OBJECTIVE:
Render the items as a Markdown table with the columns Row and Line, one numbered row per line, starting at the line containing "of the bacon" and ending at the last line of the items. Leave out blank lines.

DATA ENTRIES:
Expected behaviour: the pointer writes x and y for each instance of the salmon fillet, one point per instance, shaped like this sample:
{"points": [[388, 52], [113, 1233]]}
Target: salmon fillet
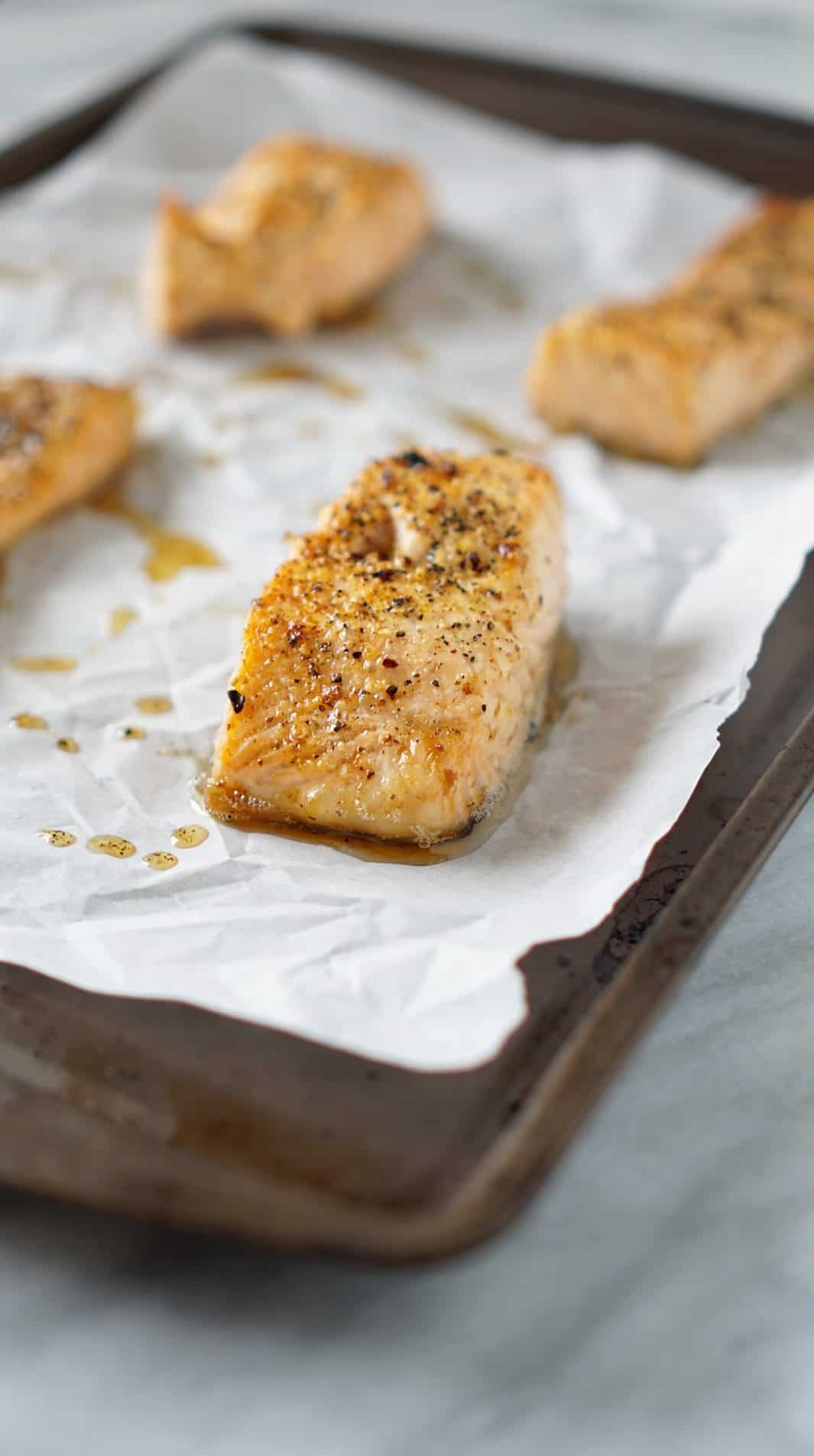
{"points": [[394, 666], [667, 378], [300, 232], [59, 440]]}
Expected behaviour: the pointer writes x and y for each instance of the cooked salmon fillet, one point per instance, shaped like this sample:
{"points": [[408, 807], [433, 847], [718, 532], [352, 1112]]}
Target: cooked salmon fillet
{"points": [[300, 232], [769, 258], [667, 378], [59, 440], [394, 666]]}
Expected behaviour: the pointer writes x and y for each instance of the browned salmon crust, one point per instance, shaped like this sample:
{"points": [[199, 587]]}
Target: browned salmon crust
{"points": [[667, 378], [59, 442], [394, 664], [300, 232]]}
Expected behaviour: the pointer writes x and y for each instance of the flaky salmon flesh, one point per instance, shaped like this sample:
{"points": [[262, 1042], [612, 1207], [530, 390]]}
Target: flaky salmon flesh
{"points": [[59, 442], [667, 378], [392, 667], [300, 233]]}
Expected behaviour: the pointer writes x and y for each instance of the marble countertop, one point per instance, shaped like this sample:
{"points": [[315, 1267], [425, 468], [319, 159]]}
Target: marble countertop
{"points": [[660, 1295]]}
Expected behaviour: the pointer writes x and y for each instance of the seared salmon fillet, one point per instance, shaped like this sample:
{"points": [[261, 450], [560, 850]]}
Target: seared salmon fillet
{"points": [[394, 666], [769, 258], [300, 232], [59, 440], [667, 378]]}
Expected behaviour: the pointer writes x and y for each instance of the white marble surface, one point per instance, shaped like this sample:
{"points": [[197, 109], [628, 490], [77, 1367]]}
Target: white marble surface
{"points": [[660, 1295]]}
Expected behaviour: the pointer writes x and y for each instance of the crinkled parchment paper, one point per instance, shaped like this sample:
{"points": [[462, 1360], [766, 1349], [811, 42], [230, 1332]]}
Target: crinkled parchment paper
{"points": [[673, 577]]}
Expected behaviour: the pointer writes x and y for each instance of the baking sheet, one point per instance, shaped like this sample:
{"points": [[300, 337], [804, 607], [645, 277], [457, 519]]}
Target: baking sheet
{"points": [[673, 577]]}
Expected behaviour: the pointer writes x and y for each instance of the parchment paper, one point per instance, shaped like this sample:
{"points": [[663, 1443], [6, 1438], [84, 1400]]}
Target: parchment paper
{"points": [[673, 577]]}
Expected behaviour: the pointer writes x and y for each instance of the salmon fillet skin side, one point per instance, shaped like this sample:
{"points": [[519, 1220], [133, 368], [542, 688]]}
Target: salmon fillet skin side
{"points": [[666, 379], [394, 666], [300, 232]]}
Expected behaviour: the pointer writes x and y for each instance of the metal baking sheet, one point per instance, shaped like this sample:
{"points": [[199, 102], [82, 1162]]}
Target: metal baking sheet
{"points": [[175, 1113]]}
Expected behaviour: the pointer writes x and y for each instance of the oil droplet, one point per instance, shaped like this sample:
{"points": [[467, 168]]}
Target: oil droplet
{"points": [[120, 619], [411, 352], [154, 704], [28, 721], [169, 552], [43, 664], [190, 836], [59, 838], [281, 371], [159, 859], [112, 845], [488, 431]]}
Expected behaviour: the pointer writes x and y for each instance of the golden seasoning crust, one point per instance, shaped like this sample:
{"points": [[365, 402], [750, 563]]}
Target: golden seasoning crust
{"points": [[59, 442], [392, 666], [667, 378], [769, 258], [300, 232]]}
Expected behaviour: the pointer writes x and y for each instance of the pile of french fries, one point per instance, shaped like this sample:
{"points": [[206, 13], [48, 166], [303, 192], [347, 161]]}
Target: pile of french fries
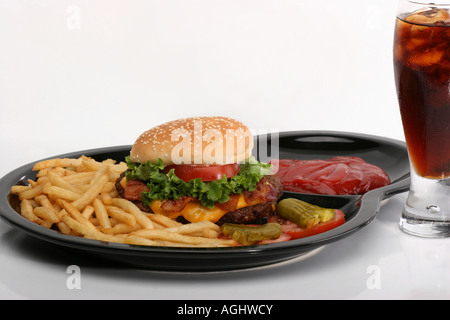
{"points": [[78, 197]]}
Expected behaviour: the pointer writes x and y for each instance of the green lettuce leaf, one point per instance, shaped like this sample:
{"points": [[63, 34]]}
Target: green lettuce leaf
{"points": [[168, 186]]}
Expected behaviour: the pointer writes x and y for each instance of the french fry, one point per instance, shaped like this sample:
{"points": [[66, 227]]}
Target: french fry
{"points": [[194, 227], [130, 207], [74, 213], [119, 228], [46, 214], [88, 211], [87, 231], [106, 198], [121, 215], [57, 192], [78, 197], [65, 162], [158, 234], [101, 214], [57, 181], [26, 210], [136, 240], [32, 192], [165, 221], [91, 193], [18, 189]]}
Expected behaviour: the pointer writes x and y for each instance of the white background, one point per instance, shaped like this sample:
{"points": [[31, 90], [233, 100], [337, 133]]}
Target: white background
{"points": [[83, 74]]}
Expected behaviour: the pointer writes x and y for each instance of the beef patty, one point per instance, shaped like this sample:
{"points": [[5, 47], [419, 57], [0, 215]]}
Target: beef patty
{"points": [[268, 190]]}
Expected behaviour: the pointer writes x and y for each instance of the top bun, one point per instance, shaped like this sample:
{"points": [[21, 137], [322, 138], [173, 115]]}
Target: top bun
{"points": [[198, 140]]}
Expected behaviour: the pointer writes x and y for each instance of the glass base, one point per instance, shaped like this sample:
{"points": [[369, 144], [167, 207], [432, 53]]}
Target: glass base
{"points": [[425, 228], [427, 209]]}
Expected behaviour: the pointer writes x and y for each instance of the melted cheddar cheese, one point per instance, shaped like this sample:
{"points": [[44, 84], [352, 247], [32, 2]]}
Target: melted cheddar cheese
{"points": [[195, 212]]}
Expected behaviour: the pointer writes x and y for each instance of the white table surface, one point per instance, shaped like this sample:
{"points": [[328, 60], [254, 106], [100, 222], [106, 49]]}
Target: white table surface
{"points": [[81, 75]]}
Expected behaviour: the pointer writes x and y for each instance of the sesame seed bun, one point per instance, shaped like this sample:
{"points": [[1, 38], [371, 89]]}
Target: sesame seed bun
{"points": [[197, 140]]}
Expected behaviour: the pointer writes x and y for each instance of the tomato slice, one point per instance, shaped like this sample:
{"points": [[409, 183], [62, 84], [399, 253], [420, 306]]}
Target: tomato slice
{"points": [[295, 232], [187, 172]]}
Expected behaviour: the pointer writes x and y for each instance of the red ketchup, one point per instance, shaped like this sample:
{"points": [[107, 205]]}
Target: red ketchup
{"points": [[334, 176]]}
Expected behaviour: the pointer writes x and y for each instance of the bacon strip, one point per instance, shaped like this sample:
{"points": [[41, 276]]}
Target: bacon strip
{"points": [[176, 205], [264, 192], [134, 189]]}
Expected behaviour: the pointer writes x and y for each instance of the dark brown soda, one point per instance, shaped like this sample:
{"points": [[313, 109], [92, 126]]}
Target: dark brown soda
{"points": [[422, 75]]}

THE OUTPUT:
| Row | Line |
|---|---|
| 1 | Expected behaviour: the pointer writes x and y for each instance of the bacon strip, one point per instance, shaped like this sample: |
| 2 | {"points": [[41, 276]]} |
| 3 | Target: bacon strip |
| 4 | {"points": [[176, 205], [264, 192], [134, 189]]} |
| 5 | Expected behaviour: the pointer writes x and y for each instance of the dark brown soda, one point per instance, shaped like this sample: |
| 6 | {"points": [[313, 109], [92, 126]]} |
| 7 | Target: dark brown soda |
| 8 | {"points": [[422, 75]]} |